[Records in a dataset]
•••••
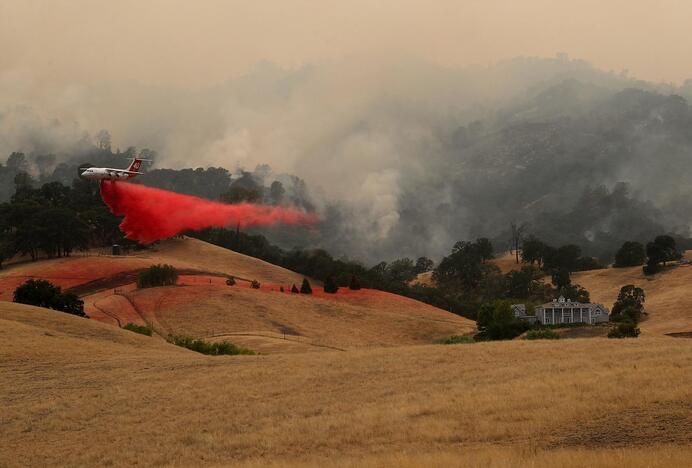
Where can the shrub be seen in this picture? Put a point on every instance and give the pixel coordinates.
(157, 275)
(205, 347)
(629, 305)
(496, 321)
(42, 293)
(142, 330)
(330, 286)
(305, 288)
(458, 339)
(541, 334)
(624, 330)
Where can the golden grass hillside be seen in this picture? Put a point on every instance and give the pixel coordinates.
(184, 253)
(79, 393)
(265, 320)
(349, 319)
(668, 294)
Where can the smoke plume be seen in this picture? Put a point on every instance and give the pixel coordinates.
(152, 214)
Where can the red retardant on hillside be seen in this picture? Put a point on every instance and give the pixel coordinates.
(152, 214)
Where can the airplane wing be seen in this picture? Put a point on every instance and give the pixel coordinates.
(122, 171)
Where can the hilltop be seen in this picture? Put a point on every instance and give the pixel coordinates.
(668, 299)
(265, 319)
(78, 392)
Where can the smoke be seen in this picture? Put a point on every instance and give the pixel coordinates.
(152, 214)
(401, 157)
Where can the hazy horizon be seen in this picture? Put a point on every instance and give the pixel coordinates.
(57, 43)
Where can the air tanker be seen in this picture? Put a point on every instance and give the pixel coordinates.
(106, 173)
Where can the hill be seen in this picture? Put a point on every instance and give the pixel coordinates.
(203, 306)
(668, 299)
(77, 392)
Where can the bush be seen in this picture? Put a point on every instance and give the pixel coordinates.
(142, 330)
(42, 293)
(541, 334)
(204, 347)
(496, 321)
(305, 288)
(157, 275)
(330, 286)
(458, 339)
(624, 330)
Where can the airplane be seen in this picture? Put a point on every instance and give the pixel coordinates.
(107, 173)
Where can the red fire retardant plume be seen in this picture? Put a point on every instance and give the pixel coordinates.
(152, 214)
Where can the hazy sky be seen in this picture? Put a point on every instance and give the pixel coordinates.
(201, 42)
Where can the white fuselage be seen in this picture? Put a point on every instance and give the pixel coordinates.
(105, 173)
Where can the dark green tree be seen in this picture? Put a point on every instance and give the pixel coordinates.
(42, 293)
(423, 265)
(668, 248)
(629, 305)
(354, 284)
(496, 321)
(534, 251)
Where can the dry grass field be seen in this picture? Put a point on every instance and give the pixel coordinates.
(668, 294)
(77, 392)
(187, 253)
(264, 320)
(349, 319)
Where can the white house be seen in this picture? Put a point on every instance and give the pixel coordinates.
(563, 310)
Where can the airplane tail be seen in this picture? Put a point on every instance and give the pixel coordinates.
(136, 164)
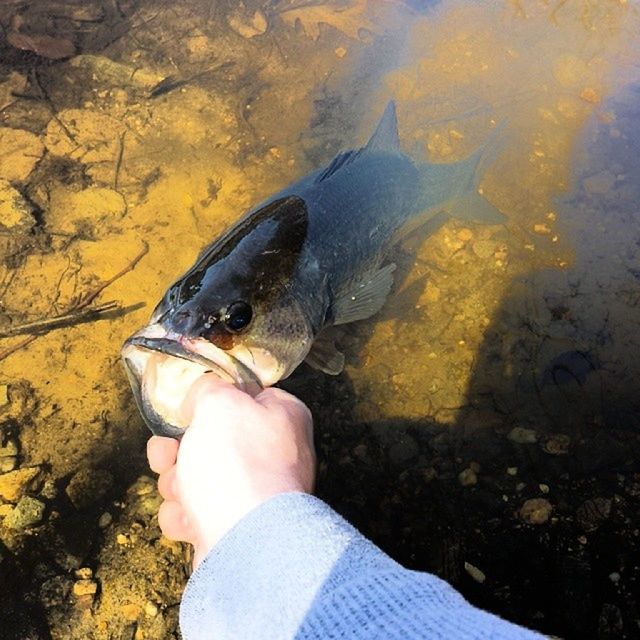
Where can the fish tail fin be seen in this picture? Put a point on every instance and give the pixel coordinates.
(385, 138)
(467, 204)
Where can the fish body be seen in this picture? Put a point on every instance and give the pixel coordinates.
(257, 301)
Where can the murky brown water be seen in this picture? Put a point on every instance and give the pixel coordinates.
(503, 369)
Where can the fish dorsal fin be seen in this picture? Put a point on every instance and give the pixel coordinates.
(324, 355)
(342, 159)
(385, 138)
(364, 296)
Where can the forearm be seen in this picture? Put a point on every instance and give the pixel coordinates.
(293, 568)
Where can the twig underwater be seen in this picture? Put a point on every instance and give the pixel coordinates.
(79, 311)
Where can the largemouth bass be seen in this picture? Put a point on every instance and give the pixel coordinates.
(258, 300)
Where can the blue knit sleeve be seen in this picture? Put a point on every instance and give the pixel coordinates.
(293, 568)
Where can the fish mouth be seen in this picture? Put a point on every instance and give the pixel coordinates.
(162, 368)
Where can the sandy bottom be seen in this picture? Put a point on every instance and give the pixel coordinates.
(486, 427)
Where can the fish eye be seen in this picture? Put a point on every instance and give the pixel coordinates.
(238, 316)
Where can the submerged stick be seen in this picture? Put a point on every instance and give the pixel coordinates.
(77, 312)
(64, 319)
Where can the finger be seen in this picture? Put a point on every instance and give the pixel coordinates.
(167, 484)
(162, 453)
(210, 398)
(173, 522)
(297, 411)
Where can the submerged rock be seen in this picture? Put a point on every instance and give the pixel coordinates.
(536, 511)
(88, 486)
(28, 512)
(14, 484)
(521, 435)
(88, 213)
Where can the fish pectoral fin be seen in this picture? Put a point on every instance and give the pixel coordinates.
(324, 355)
(363, 296)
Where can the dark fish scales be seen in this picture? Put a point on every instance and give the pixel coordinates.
(255, 303)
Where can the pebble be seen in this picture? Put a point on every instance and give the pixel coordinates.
(521, 435)
(14, 484)
(21, 150)
(10, 448)
(536, 511)
(477, 574)
(105, 520)
(84, 573)
(88, 486)
(85, 588)
(6, 509)
(131, 611)
(28, 512)
(468, 478)
(8, 463)
(557, 444)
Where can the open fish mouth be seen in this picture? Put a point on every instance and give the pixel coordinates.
(162, 368)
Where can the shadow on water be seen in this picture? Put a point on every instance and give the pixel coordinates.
(559, 364)
(558, 360)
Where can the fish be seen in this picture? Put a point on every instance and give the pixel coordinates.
(262, 297)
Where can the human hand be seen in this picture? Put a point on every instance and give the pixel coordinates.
(238, 452)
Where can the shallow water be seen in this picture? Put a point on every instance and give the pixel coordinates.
(503, 368)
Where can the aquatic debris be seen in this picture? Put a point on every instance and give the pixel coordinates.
(42, 44)
(350, 19)
(477, 574)
(63, 320)
(175, 81)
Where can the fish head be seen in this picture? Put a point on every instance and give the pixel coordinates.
(234, 314)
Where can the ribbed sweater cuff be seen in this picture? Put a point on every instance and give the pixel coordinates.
(293, 568)
(260, 580)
•••••
[TASK DIRECTIONS] Write out every line of the listing above exactly as it appears, but leave out the pictures.

[RESULT OF THE EXERCISE]
Where can the shrub be seen in this picture? Put a point on every instance and give the pixel coordinates.
(157, 275)
(205, 347)
(629, 305)
(496, 321)
(42, 293)
(142, 330)
(330, 286)
(305, 288)
(458, 339)
(541, 334)
(624, 330)
Where can the golden grass hillside be seen in this picture? Put a point on every instance and give the pixel coordinates.
(184, 253)
(79, 393)
(265, 320)
(349, 319)
(668, 294)
Where can the smoke plume be seen in this picture? Put a point on every instance and give the pixel coordinates.
(152, 214)
Where can the red retardant on hillside be seen in this picture? Put a point on every instance and give the pixel coordinates.
(152, 214)
Where can the airplane wing be seen in this picture? Put a point on every instance and give the pixel coordinates.
(122, 171)
Where can the hilltop be seen in this picture? Put a point on every instance and give the pixel coordinates.
(668, 299)
(265, 319)
(78, 392)
Where can the smoke be seen in this picture? Put a point on every instance and give the pixel coordinates.
(152, 214)
(401, 157)
Where can the hazy horizon be seen in this picture? Put a point on every instance and give the pixel coordinates.
(57, 43)
Where can the air tanker be seen in this picture? Put a point on every instance and give the pixel coordinates.
(106, 173)
Where can the hill be seen in this picture? Put a point on every instance and give the pixel coordinates.
(203, 306)
(668, 299)
(77, 392)
Where can the bush be seen in this picture? Put a point on every instance and give the pixel coordinates.
(142, 330)
(42, 293)
(541, 334)
(204, 347)
(496, 321)
(305, 288)
(157, 275)
(330, 286)
(458, 339)
(624, 330)
Where can the airplane be seen in this picture? Put a point on every instance and give the pixel coordinates.
(107, 173)
Where can the red fire retardant plume be seen in this picture? Put a point on every instance and give the pixel coordinates.
(152, 214)
Where can the hazy sky be seen in this picture? Put a point on every instance and give the pixel coordinates.
(201, 42)
Where can the white fuselage be seen in this picture? Put a point on every instance and give the pixel coordinates.
(105, 173)
Where can the dark green tree be seen in this picture? Put a point on every instance and give the pixel coordinates.
(42, 293)
(423, 265)
(668, 248)
(629, 305)
(354, 284)
(496, 321)
(534, 251)
Where can the dry grass field be seen in this picture? Put a point on every instance and give the pixel coordinates.
(668, 294)
(77, 392)
(187, 253)
(264, 320)
(349, 319)
Where can the white house be seen in this picture? Put a point on every instance and give the pixel coordinates.
(563, 310)
Where can the airplane tail be seen in this picture? Put a point on every instance and give the pixel coordinates.
(136, 164)
Where can the fish tail fin be seen in this picture? Put a point on every instance and give the pixel coordinates.
(385, 138)
(467, 204)
Where can the fish body be seen in this picture? Put a point on every instance and give the pixel coordinates.
(257, 301)
Where can the murky brown water be seen in this picture? Put a point on every instance and give the pixel coordinates.
(503, 369)
Where can the fish dorsal fin be seen in this picture? Put a point on every instance and give the pixel coordinates.
(324, 355)
(342, 159)
(385, 138)
(364, 296)
Where can the forearm be seen in this picture? Put a point on every instance and give the pixel coordinates.
(293, 568)
Where can the twig underwater be seen in this picture? Put a point on every instance and give the pixel coordinates.
(79, 311)
Where can the largemouth bass be seen in this picture? Put a point on every instance and give the pixel coordinates.
(258, 300)
Where can the blue knit sleeve be seen in this picture? Put a point on every instance and give the pixel coordinates.
(293, 568)
Where can the fish mouth be seen in this picture? Put a point on every instance and give the pixel coordinates.
(162, 368)
Where can the sandy bottom be seen in this picture? Put a point on every instance and give the pixel coordinates.
(486, 427)
Where can the fish eye be seen in this picture? Put a point on every instance and give the pixel coordinates.
(238, 316)
Where can the submerged stick be seen in this picture? Put a point on every instance and give the pixel coordinates.
(77, 312)
(64, 319)
Where can the finger be seen in this picture? Put a point on every instance and give the pixel coordinates.
(167, 484)
(162, 453)
(210, 398)
(173, 522)
(297, 411)
Where can the submerged rock be seen in this picture? Put a point on every instance and give the pixel coordinates.
(536, 511)
(88, 486)
(28, 512)
(14, 484)
(521, 435)
(88, 213)
Where can the fish pectoral fin be seen in this picture? Put a point on every instance and give the pixel coordinates.
(324, 355)
(363, 296)
Where can the dark fish scales be seen in this picture? Put a point on every instance and give the pixel coordinates.
(255, 303)
Where can the pebble be seen in this picture? Put a point on every instance and give the pixel coordinates.
(521, 435)
(14, 484)
(21, 150)
(10, 448)
(536, 511)
(477, 574)
(105, 520)
(84, 573)
(88, 486)
(85, 588)
(6, 509)
(131, 611)
(28, 512)
(468, 478)
(8, 463)
(557, 444)
Where can the open fish mouth be seen in this picture? Put a point on every instance and give the pixel coordinates.
(162, 368)
Where can the shadow on water be seen in this picture? Put a point on every instance and give the pixel coordinates.
(559, 364)
(558, 360)
Where can the fish be seen in this picture? Put a point on every instance and give the pixel coordinates.
(262, 297)
Where can the human hand be seen in this picture? Put a point on every instance and give the pixel coordinates.
(238, 452)
Where can the shallow water be seen in this picture? Put a point on every instance and give the pixel coordinates.
(503, 368)
Where can the aquatic debris be seen in this picture? Put a point on every instance and give the pixel coordinates.
(42, 44)
(350, 19)
(477, 574)
(63, 320)
(175, 81)
Where can the fish head be seen in this picture? Put a point on every instance and give the pixel coordinates.
(234, 314)
Where can the ribbed sweater cuff be seen in this picture? Put a point on every instance and give the pixel coordinates.
(293, 568)
(260, 580)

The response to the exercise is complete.